>> START STORED DATA
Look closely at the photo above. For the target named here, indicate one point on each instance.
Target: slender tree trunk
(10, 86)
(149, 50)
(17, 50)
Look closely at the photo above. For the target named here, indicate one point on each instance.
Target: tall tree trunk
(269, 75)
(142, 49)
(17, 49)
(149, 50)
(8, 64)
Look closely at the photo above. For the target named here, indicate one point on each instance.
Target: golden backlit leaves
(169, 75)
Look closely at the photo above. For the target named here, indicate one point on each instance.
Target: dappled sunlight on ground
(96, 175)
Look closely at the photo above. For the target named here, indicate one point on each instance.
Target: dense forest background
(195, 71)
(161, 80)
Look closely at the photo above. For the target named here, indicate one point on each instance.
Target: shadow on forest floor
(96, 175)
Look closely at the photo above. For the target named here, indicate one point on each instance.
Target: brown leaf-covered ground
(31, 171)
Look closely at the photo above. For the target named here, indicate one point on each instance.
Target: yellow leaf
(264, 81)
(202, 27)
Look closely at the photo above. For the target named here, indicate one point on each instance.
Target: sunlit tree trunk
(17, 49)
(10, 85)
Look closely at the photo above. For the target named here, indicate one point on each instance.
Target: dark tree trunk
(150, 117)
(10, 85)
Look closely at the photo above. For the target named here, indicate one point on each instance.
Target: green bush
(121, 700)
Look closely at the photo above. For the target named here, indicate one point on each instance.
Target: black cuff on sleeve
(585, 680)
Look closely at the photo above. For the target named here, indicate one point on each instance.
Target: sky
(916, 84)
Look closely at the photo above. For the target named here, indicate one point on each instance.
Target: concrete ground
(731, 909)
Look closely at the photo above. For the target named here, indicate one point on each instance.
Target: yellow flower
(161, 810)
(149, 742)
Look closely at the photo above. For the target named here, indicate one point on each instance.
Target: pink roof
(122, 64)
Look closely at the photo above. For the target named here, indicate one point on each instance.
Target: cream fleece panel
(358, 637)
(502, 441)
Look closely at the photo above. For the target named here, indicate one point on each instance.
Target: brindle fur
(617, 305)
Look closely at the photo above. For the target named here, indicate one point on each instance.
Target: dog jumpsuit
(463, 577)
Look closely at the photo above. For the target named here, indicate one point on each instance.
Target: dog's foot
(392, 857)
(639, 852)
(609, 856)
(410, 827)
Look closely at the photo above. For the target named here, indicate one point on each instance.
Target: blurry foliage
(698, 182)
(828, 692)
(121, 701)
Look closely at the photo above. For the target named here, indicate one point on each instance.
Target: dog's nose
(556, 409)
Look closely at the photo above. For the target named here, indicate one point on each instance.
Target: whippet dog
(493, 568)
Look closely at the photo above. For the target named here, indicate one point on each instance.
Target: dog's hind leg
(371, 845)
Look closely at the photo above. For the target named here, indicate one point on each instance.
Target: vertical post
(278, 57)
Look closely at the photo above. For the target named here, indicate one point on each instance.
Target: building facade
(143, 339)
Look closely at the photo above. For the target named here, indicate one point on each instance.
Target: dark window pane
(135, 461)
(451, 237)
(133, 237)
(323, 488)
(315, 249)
>> END STORED DATA
Output all preceding records character for character.

RESPONSE TO THE EXERCISE:
Look closely at the photo above. For the target named here, indicate one point on each instance.
Target: slender tree trunk
(10, 86)
(149, 50)
(17, 50)
Look closely at the photo above. For the target named here, indicate one point on each instance.
Target: tall tree trunk
(269, 75)
(142, 49)
(17, 49)
(149, 50)
(8, 64)
Look closely at the photo above. For the target named here, indicate one point on each instance.
Target: golden backlit leaves
(169, 75)
Look closely at the photo above. For the target named here, indicate one point on each instance.
Target: dappled sunlight on ground
(96, 175)
Look closely at the photo above. For the target named here, indicate one point on each instance.
Target: dense forest background
(195, 71)
(161, 80)
Look closely at the photo above. For the target named here, indicate one point on each instance.
Target: shadow on forest floor
(96, 175)
Look closely at the photo above. For the target named here, indicate one point on each instance.
Target: brown leaf-covered ground
(31, 171)
Look closely at the photo above. For the target named here, indicate one point on each instance.
Target: yellow leaf
(264, 81)
(202, 27)
Look closely at the photo above. For the target named here, indicate one point on each instance.
Target: sunlit tree trunk
(17, 49)
(10, 85)
Look closely at the photo above. For the target named here, indicate one point on each instance.
Target: dark tree trunk
(150, 117)
(10, 85)
Look closely at the photo above. For the target named here, indicate one point on each instance.
Target: green bush
(121, 700)
Look closely at the photo above. For the target named here, indicate one point on each instance.
Target: black cuff on sleeve
(585, 680)
Look closely at the photo above. For the target named here, indicate one point on each instance.
Target: sky
(916, 84)
Look closely at the photo above. For the target named here, indicate one point on each instance.
Target: concrete ground
(731, 909)
Look closely at the photo above. For the target named here, indicate one point on each instance.
Target: yellow flower
(161, 810)
(149, 742)
Look closely at the photo above. For the target named here, indicate one point on each instance.
Target: pink roof
(122, 64)
Look closely at the photo above. For the target named here, indicate one point on each instance.
Target: cream fleece panel
(358, 637)
(502, 441)
Look closely at the photo above. For the target named here, indicate one point on each instance.
Target: brindle fur
(617, 305)
Look closely at the photo above. For the target named here, indicate one point on each instance.
Target: dog jumpsuit
(463, 577)
Look closely at the photo above. For the target named here, indicate one point on each instance.
Target: dog's foot
(392, 857)
(639, 852)
(609, 856)
(410, 827)
Look closely at the photo above. For the target named here, indicate one point on each instance.
Target: blurry foliage
(698, 182)
(828, 692)
(121, 701)
Look closely at the photo above. For the target named here, indicate one point on each instance.
Target: dog's nose
(556, 409)
Look closely at the photo above. For the target named here, indicate one point on each instance.
Target: whippet dog
(493, 568)
Look closely at the photo above. For the target named here, indicate one point on each instance.
Target: dog's hind leg
(371, 845)
Look closely at the photo above. For the target named here, indicate one point on each instance.
Target: vertical post
(278, 57)
Look closely at the photo above. For the target named here, indicate one point on each instance.
Target: building facade
(143, 339)
Look closely at the photo above. For the target named here, indicate one point on each instance.
Target: dark window pane
(135, 461)
(451, 237)
(133, 237)
(323, 488)
(315, 249)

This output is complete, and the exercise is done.